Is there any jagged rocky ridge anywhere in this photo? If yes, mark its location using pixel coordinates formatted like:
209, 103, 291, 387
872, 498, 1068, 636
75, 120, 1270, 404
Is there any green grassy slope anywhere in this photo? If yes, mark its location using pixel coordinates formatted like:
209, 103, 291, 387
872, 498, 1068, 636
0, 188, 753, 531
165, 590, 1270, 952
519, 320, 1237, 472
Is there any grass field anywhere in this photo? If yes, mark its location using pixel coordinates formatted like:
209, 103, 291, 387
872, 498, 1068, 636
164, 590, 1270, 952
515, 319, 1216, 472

• _WRITTEN EXERCISE_
Rewrite the whole listing above with "box coordinates" in place of each occurrence of "pixel coordinates", changing nothing else.

• _EXPECTED OUTPUT_
Is there any jagged rocky ridge anywhere in this photo? If yes, mark its location using box coordinates formatted like:
209, 103, 291, 387
872, 498, 1068, 636
75, 120, 1270, 404
Is there any green grassy slope anywhere in this photo? If yes, mark its location using box coordinates formatted like:
209, 103, 291, 387
872, 498, 1068, 636
0, 188, 753, 531
165, 590, 1270, 952
519, 320, 1237, 472
Is there any grass field anywhere in this photo? If yes, mark its location using box coordinates formatted like:
209, 103, 291, 387
872, 498, 1068, 636
164, 590, 1270, 952
515, 319, 1216, 472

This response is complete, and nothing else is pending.